Excerpted passage =>
-- -- --
The door to PTSD comes in two parts. One is the ability to feel things deeply, good as well as bad. The other factor is the age of the man or woman because until the age of 25 the frontal lobe is not fully mature. Trauma kicks down the door and hits them hard. What can be taught is how to heal but first the military has to stop looking at the men and women serving like machines instead of humans. If they don't understand this basic, simple lesson, then they will keep making it worse instead of better. This is all just more of the same tactic they have been trying since they first claimed they learned anything about PTSD.
Army initiative aimed at preventing mental problems in returning troops
By Chris Vaughn, McClatchy Newspapers
Stars and Stripes online edition, Sunday, May 9, 2010
FORT WORTH, Texas — The Army is struggling to hire more mental health professionals to treat soldiers for readjustment problems.
It is burying a record number of troops who died by their own hands. Alcohol abuse and drug use discharges are up, and chaplains are holding marriage retreats to help families deal with a worrying number of divorces and domestic violence cases.
These are a few of the unwelcome consequences of the nation's wars in Iraq and Afghanistan, which have whipsawed soldiers and their families from one long, combat deployment to the next for most of the last decade.
-- -- --
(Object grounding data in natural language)
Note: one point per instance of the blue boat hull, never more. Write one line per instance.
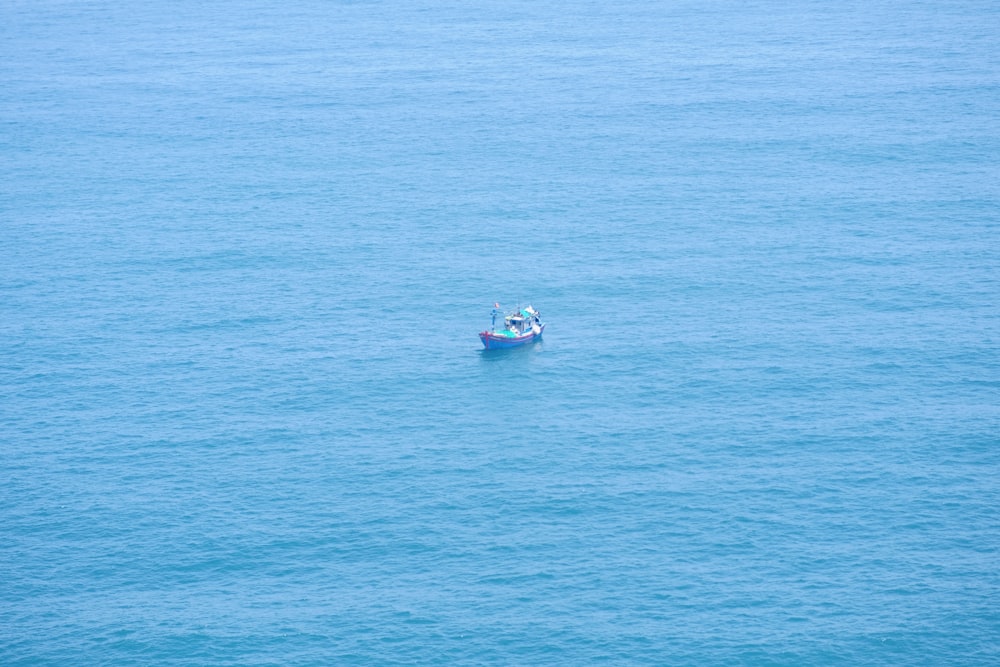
(493, 341)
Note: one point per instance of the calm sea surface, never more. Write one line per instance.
(246, 247)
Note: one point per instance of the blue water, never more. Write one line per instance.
(246, 248)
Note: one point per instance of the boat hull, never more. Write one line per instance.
(494, 341)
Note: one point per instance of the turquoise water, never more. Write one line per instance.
(246, 248)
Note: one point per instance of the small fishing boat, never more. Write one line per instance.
(520, 326)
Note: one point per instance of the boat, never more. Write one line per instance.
(520, 326)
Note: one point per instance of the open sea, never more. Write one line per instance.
(246, 249)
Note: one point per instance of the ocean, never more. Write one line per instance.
(246, 249)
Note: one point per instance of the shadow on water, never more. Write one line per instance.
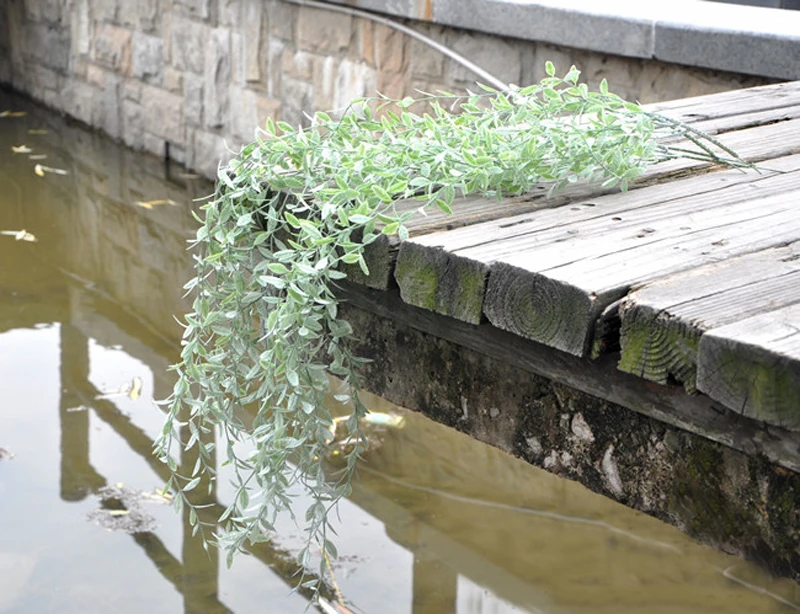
(436, 523)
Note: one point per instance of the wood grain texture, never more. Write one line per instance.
(753, 366)
(552, 237)
(662, 322)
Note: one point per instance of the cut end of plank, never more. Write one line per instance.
(442, 282)
(541, 309)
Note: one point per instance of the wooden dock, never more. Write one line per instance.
(691, 277)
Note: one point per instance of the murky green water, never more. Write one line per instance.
(437, 523)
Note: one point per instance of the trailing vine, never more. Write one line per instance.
(296, 206)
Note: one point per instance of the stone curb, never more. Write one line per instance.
(734, 38)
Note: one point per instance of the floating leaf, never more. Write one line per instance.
(136, 389)
(149, 204)
(19, 235)
(41, 170)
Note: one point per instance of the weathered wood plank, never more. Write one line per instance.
(753, 366)
(558, 306)
(745, 133)
(600, 378)
(726, 104)
(555, 237)
(662, 323)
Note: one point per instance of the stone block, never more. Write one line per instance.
(739, 39)
(353, 80)
(105, 10)
(78, 100)
(173, 80)
(282, 18)
(44, 10)
(5, 70)
(390, 49)
(216, 78)
(395, 85)
(193, 102)
(206, 153)
(243, 115)
(188, 44)
(80, 28)
(48, 45)
(324, 80)
(500, 58)
(163, 114)
(267, 108)
(132, 118)
(251, 31)
(153, 143)
(132, 90)
(319, 30)
(96, 76)
(623, 28)
(297, 100)
(427, 62)
(107, 111)
(112, 48)
(299, 64)
(148, 58)
(365, 41)
(237, 58)
(228, 13)
(272, 67)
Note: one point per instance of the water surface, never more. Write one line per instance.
(437, 523)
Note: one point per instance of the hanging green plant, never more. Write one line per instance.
(298, 206)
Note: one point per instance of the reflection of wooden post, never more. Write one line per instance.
(78, 477)
(435, 584)
(200, 568)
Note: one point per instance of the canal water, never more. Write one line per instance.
(437, 523)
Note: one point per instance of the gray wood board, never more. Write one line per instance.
(753, 366)
(426, 265)
(730, 103)
(559, 305)
(662, 322)
(600, 378)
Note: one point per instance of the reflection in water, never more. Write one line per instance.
(436, 523)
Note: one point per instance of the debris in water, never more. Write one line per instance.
(78, 408)
(149, 204)
(136, 389)
(133, 390)
(19, 235)
(41, 170)
(121, 509)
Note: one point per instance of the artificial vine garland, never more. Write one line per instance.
(296, 205)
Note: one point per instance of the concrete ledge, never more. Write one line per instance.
(733, 38)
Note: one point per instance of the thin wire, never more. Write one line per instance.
(487, 77)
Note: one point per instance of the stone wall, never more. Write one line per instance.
(202, 74)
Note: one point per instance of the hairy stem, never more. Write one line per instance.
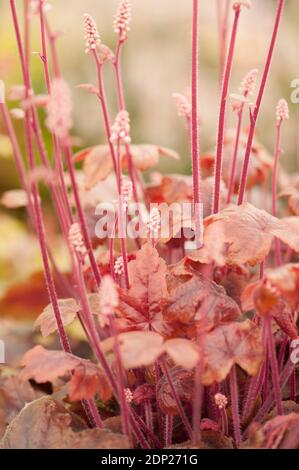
(274, 365)
(194, 127)
(232, 178)
(222, 113)
(277, 245)
(256, 110)
(235, 405)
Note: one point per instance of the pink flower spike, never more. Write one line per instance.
(127, 193)
(220, 400)
(120, 131)
(282, 111)
(242, 3)
(108, 296)
(128, 395)
(183, 105)
(249, 82)
(92, 36)
(76, 239)
(59, 109)
(119, 266)
(154, 223)
(121, 23)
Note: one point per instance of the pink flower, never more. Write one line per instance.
(249, 82)
(59, 109)
(119, 266)
(282, 111)
(154, 223)
(120, 131)
(183, 105)
(220, 400)
(127, 193)
(121, 23)
(76, 239)
(108, 296)
(128, 395)
(92, 36)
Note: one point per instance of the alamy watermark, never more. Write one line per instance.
(160, 221)
(2, 92)
(295, 92)
(2, 352)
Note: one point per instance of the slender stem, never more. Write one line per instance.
(104, 107)
(224, 421)
(274, 365)
(86, 238)
(198, 388)
(121, 379)
(235, 405)
(52, 40)
(231, 184)
(222, 113)
(223, 17)
(168, 430)
(268, 404)
(277, 245)
(293, 386)
(194, 127)
(256, 111)
(37, 213)
(122, 106)
(148, 414)
(57, 153)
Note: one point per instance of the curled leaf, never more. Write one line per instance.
(46, 366)
(183, 383)
(244, 234)
(200, 300)
(46, 424)
(139, 349)
(234, 343)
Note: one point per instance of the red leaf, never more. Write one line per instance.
(183, 383)
(200, 299)
(88, 380)
(140, 305)
(234, 343)
(244, 234)
(45, 366)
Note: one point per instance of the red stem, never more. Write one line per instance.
(222, 113)
(231, 183)
(274, 365)
(177, 400)
(277, 245)
(86, 238)
(194, 127)
(168, 430)
(256, 111)
(235, 405)
(122, 106)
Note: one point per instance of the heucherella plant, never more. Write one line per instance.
(189, 335)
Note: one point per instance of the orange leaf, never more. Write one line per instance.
(200, 299)
(234, 343)
(244, 234)
(46, 366)
(140, 305)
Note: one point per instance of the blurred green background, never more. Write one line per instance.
(156, 63)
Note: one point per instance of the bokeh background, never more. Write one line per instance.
(156, 63)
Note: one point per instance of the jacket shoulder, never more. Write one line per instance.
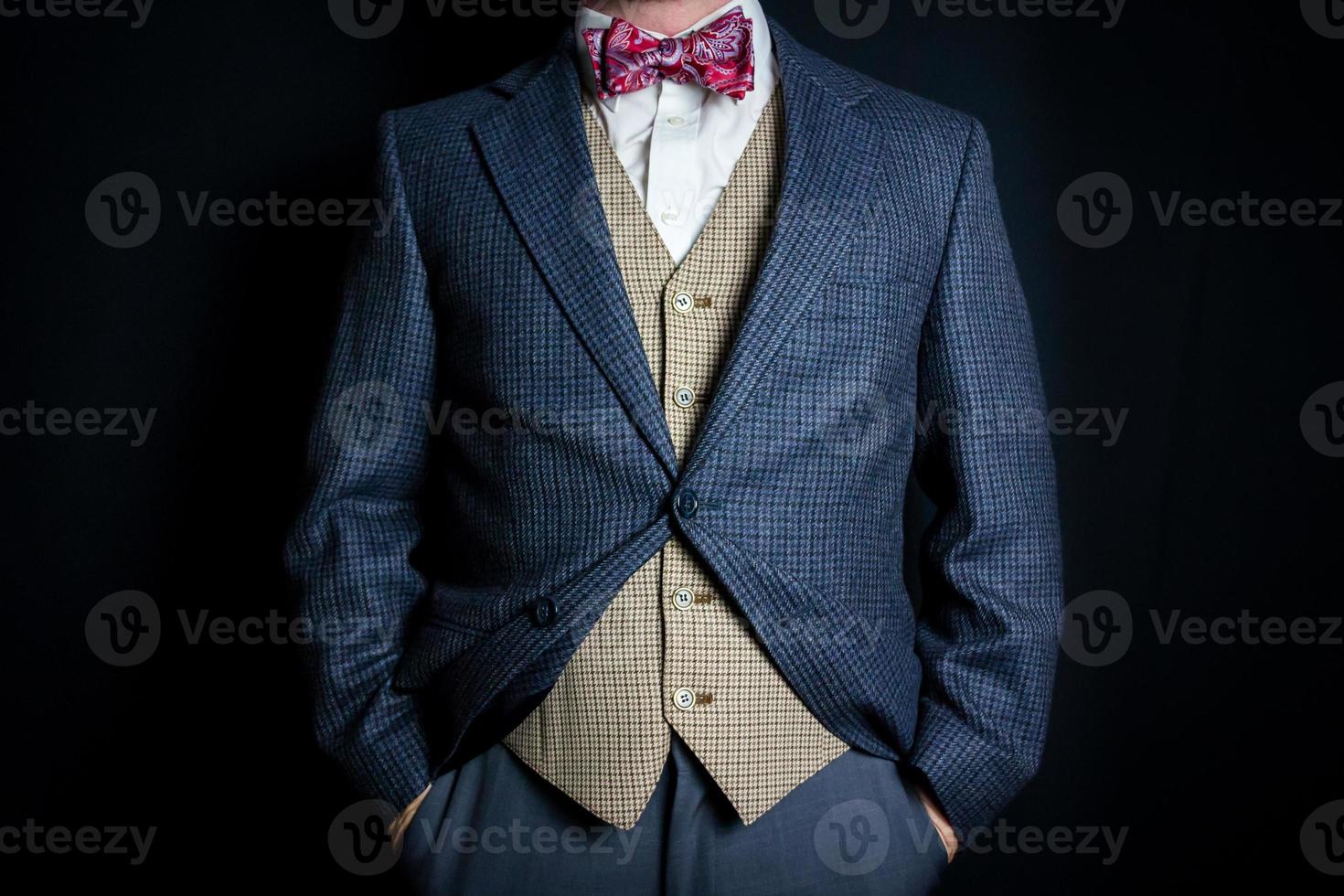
(443, 123)
(895, 111)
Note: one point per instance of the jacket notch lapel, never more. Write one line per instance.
(538, 156)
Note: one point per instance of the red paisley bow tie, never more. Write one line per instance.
(718, 57)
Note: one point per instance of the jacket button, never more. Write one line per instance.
(545, 613)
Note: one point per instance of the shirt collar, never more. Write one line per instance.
(589, 17)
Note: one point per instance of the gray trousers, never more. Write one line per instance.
(495, 827)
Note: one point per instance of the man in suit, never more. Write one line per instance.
(664, 324)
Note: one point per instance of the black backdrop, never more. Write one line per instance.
(1212, 501)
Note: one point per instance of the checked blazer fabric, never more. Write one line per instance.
(492, 460)
(603, 732)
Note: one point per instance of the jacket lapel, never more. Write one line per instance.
(538, 155)
(829, 156)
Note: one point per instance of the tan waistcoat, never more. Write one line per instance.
(671, 652)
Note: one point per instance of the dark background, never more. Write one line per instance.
(1211, 501)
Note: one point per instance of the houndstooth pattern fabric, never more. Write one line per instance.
(454, 571)
(601, 735)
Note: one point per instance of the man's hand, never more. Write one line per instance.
(402, 824)
(945, 830)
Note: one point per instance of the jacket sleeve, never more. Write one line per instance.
(349, 549)
(991, 559)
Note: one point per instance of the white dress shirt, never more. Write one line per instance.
(680, 143)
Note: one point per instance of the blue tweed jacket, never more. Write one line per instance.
(489, 410)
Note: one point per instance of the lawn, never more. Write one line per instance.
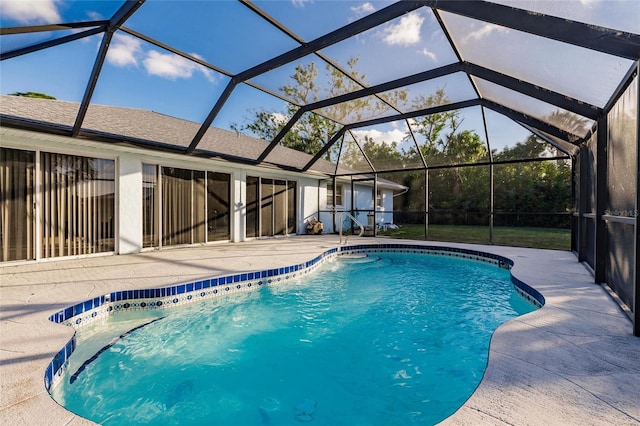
(546, 238)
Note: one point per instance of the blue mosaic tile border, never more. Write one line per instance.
(87, 312)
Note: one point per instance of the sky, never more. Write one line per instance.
(231, 37)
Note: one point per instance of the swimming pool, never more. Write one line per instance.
(312, 317)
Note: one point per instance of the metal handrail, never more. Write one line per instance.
(355, 220)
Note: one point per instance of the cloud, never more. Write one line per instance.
(406, 32)
(426, 52)
(124, 51)
(127, 51)
(393, 135)
(32, 11)
(172, 67)
(363, 9)
(95, 16)
(300, 3)
(485, 31)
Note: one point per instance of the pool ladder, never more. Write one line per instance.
(342, 214)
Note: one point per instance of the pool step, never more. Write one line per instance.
(358, 258)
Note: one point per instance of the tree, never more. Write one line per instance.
(314, 129)
(33, 95)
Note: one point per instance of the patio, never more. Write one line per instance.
(573, 362)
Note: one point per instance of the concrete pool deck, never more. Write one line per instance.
(573, 362)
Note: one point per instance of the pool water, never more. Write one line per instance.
(395, 339)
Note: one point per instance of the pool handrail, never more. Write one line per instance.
(341, 225)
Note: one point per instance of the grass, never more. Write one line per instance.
(544, 238)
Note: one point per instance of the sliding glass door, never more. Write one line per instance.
(276, 209)
(17, 205)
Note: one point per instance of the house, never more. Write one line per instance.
(124, 185)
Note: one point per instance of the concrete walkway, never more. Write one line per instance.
(574, 362)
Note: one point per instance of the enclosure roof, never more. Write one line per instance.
(317, 81)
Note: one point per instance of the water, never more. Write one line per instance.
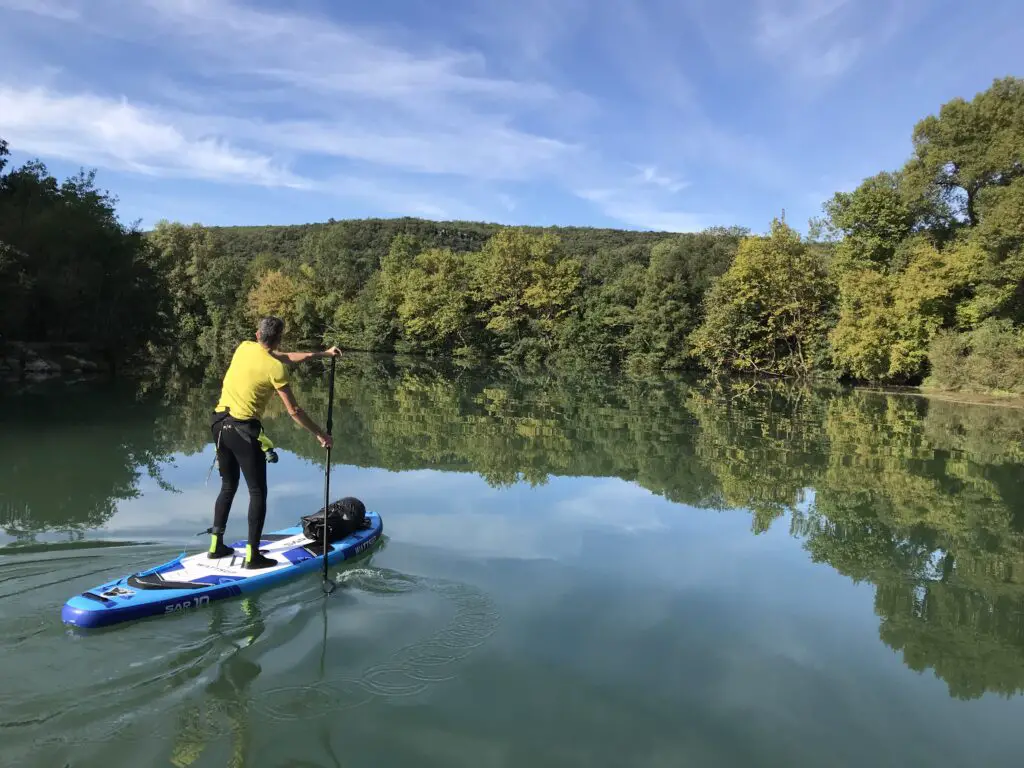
(576, 571)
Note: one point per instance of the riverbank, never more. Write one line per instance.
(1004, 399)
(39, 360)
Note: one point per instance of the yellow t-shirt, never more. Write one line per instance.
(250, 381)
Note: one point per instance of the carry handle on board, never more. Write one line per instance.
(327, 474)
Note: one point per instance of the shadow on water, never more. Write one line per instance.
(922, 500)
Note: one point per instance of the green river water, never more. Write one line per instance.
(578, 570)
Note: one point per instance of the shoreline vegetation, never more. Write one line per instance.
(912, 281)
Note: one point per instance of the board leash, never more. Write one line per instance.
(327, 475)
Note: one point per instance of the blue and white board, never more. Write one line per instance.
(195, 581)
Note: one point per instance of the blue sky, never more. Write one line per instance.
(669, 115)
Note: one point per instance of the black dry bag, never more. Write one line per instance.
(343, 517)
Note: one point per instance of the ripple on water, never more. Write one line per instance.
(204, 677)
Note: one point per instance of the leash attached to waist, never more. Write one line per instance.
(250, 429)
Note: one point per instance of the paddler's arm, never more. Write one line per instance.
(300, 418)
(303, 356)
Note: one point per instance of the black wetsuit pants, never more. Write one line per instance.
(239, 449)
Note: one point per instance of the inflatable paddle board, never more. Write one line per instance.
(194, 581)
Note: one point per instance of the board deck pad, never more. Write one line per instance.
(193, 581)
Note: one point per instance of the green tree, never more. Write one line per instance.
(680, 271)
(768, 313)
(970, 146)
(525, 287)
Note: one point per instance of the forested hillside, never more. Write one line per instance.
(915, 275)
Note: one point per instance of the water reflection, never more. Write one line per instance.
(923, 500)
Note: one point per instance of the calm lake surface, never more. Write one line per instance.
(576, 571)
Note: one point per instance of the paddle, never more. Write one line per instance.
(327, 474)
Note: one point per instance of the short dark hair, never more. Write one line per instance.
(270, 330)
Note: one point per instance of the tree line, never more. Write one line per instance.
(913, 276)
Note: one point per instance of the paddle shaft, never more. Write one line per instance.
(327, 474)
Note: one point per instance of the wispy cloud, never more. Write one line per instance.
(121, 135)
(651, 111)
(644, 212)
(50, 8)
(650, 175)
(820, 40)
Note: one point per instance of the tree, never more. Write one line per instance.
(969, 146)
(768, 313)
(274, 294)
(873, 219)
(524, 286)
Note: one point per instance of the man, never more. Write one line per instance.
(257, 370)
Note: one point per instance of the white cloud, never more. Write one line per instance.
(650, 175)
(820, 40)
(121, 135)
(626, 205)
(50, 8)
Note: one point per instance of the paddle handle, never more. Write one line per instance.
(327, 474)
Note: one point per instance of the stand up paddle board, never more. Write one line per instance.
(189, 582)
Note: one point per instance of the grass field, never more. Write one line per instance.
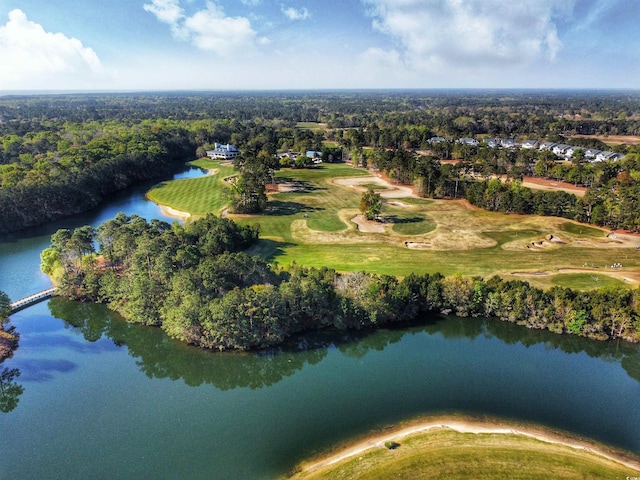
(450, 454)
(196, 195)
(311, 223)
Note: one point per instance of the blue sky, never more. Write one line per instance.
(318, 44)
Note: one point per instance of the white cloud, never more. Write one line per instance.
(435, 33)
(295, 14)
(167, 11)
(28, 53)
(209, 29)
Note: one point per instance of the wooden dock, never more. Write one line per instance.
(32, 299)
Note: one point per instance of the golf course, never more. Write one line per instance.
(313, 218)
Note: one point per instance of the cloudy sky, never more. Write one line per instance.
(318, 44)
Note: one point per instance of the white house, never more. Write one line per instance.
(547, 145)
(224, 152)
(560, 149)
(603, 156)
(591, 153)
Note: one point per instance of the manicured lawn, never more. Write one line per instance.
(452, 455)
(195, 195)
(311, 224)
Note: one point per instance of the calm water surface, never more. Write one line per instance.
(89, 396)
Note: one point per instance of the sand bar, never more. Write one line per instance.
(470, 425)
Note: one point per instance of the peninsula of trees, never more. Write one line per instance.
(195, 283)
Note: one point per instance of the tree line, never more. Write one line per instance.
(610, 201)
(195, 282)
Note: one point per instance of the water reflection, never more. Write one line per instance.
(10, 390)
(161, 357)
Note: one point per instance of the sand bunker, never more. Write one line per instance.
(399, 204)
(173, 213)
(530, 274)
(368, 226)
(393, 191)
(417, 245)
(290, 187)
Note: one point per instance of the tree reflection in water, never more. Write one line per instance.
(161, 357)
(10, 390)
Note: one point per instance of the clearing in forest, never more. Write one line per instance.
(313, 218)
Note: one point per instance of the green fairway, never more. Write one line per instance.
(446, 454)
(312, 219)
(195, 195)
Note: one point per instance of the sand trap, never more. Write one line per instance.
(554, 239)
(530, 274)
(395, 203)
(417, 245)
(173, 213)
(368, 226)
(286, 187)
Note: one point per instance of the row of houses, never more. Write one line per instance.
(316, 157)
(561, 150)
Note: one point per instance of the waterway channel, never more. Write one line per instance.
(87, 395)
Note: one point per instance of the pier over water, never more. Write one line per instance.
(32, 299)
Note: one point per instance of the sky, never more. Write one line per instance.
(135, 45)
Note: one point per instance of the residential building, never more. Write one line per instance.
(222, 151)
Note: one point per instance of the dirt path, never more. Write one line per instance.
(471, 426)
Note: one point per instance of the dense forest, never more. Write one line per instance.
(65, 153)
(195, 282)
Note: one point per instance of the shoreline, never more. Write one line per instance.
(173, 213)
(465, 424)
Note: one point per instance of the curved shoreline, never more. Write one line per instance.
(476, 426)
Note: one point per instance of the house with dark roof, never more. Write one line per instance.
(224, 152)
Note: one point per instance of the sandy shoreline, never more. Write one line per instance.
(470, 425)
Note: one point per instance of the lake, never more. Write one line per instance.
(87, 395)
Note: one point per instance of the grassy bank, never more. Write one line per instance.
(463, 448)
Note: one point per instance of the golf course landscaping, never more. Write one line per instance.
(313, 218)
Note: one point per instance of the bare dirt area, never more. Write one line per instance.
(537, 183)
(392, 191)
(467, 425)
(417, 245)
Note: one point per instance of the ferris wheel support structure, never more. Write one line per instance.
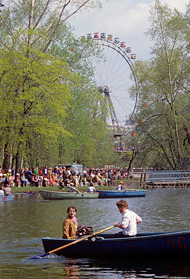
(125, 54)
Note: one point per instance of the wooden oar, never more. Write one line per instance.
(74, 189)
(71, 243)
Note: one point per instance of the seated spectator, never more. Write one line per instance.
(23, 180)
(45, 181)
(7, 190)
(1, 191)
(17, 180)
(91, 188)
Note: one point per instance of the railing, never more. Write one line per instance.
(168, 176)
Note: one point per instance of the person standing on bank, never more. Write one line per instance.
-- -- --
Prompt => Please pick up the passage on PTSD among soldiers at its final sentence and carry it forward. The items bear no relation to the passage on PTSD among soldiers.

Exercise answer =>
"We've never done a war this way before," said Brig. Gen. Rhonda Cornum, a flight surgeon and former commander of the Landstuhl Regional Medical Center in Germany.
The Army, frustrated at its inability to get ahead of problems, has adopted a new tack — resiliency training for every single man and woman who wears green.
Army leaders, led by Secretary of the Army John McHugh and the service's top generals, are convinced that they can prevent some of the negative fallout on the home front by making soldiers more "psychologically fit" before they deploy.
"Listen, you don't just decide to climb Mount Kilimanjaro one day," said Cornum, who is leading the effort. "You get ready for a year before you do something like that. In the same way, we need to mentally and physically prepare for these deployments. If you go into it psychologically fragile, you're not going to come out better."